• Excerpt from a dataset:
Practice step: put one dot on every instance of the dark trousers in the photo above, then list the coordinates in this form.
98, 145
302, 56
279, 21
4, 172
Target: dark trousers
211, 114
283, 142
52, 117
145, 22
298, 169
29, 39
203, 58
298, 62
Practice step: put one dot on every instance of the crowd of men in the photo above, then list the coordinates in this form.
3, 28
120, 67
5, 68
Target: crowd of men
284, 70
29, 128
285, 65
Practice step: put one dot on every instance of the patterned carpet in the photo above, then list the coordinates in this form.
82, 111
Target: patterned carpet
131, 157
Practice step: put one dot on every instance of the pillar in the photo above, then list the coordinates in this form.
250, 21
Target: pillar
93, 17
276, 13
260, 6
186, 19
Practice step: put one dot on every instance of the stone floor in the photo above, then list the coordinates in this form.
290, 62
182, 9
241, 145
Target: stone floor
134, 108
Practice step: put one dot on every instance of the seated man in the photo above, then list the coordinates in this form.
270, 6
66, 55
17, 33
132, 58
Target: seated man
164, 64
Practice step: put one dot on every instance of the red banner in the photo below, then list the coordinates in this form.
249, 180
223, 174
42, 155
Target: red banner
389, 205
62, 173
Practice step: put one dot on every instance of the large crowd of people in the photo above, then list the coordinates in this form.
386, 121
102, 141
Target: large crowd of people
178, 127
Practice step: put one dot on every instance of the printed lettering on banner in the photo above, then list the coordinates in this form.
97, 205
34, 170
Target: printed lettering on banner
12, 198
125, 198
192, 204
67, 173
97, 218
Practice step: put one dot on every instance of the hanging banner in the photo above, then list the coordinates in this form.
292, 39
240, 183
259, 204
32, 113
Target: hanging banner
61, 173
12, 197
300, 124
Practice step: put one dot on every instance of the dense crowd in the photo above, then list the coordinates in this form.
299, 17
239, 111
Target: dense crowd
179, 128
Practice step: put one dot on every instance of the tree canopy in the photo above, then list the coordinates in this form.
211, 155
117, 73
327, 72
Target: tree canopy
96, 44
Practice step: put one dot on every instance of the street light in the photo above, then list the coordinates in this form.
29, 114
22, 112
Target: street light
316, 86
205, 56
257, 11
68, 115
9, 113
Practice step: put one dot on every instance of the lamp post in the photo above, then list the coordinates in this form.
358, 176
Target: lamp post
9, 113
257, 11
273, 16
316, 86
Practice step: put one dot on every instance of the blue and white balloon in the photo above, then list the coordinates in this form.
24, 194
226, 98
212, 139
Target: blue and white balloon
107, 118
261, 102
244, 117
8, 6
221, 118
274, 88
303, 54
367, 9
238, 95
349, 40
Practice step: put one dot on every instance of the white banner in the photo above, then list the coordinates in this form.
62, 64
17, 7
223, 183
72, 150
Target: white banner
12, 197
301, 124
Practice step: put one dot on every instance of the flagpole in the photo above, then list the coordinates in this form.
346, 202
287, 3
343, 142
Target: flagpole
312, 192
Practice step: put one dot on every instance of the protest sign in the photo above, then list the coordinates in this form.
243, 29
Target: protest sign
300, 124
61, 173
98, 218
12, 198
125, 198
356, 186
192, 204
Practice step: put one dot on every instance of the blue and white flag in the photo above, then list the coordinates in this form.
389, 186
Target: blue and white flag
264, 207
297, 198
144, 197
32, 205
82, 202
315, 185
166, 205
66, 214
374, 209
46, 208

• Task requirements:
Only the lines from the one containing "Practice step: put one dot on every instance of the printed" through the end of the material should be reproduced, exactly, with both ends included.

• Result:
Practice step: put one dot on every instance of the printed lettering on banner in the photo above, then list the coordinates in this form.
97, 205
34, 170
Target: printed lettering on banner
12, 198
125, 198
192, 204
67, 173
97, 218
Practice step: put one dot on every instance of the hanging banner in the photo above, then list the coordinates in this form.
292, 39
240, 183
259, 204
32, 113
Target: hanging banner
61, 173
12, 197
300, 124
Practice step: put one dot on every instance of the dense crowd in the photo above, then list the coordinates in this form.
299, 17
239, 111
Target: dense crowd
179, 128
Practice step: put one dot on every instance of the tree canopy in the photo above, then list the coordinates in this form.
211, 155
117, 73
327, 72
Target: tree canopy
96, 44
Practice step: put one dot on every instance of the street light in the photo above, then list the coordinates in this form.
29, 114
22, 112
Target: street light
316, 86
205, 56
257, 11
68, 115
9, 113
Practice step: put one dot on every instance of the lamp post in the photo above, then list the coordinates in this form.
358, 176
Target: lamp post
9, 113
257, 11
273, 16
316, 86
Practice step: put one dot on every instance of the blue and white balloon in the photo above, then list the coordinates in this form.
24, 194
226, 98
212, 139
Target: blue and white balloon
107, 118
261, 102
244, 117
8, 6
221, 118
274, 88
303, 54
367, 9
238, 95
349, 40
Practice step: put one dot on every instance of the white banner in the photo above, then list the coordinates in this form.
62, 64
17, 7
223, 183
72, 150
Target: white banner
12, 197
301, 124
Practice step: put one dot on every instance of the flagpole in the photo above, then list the coordinates in this form.
346, 202
287, 3
343, 142
Target: flagpole
312, 192
Practice step: put one dot on every instance of the protest sign in the photo above, then list the coordinates in this form.
243, 29
Target: protest sign
300, 124
61, 173
98, 218
12, 198
125, 198
356, 186
192, 204
Practice step: put one dot on every instance of the blue and white flag in the photo above, then list the coordinates in this form.
389, 186
Target: blue and white flag
264, 207
297, 198
144, 197
32, 205
82, 202
315, 185
166, 205
66, 214
374, 209
46, 208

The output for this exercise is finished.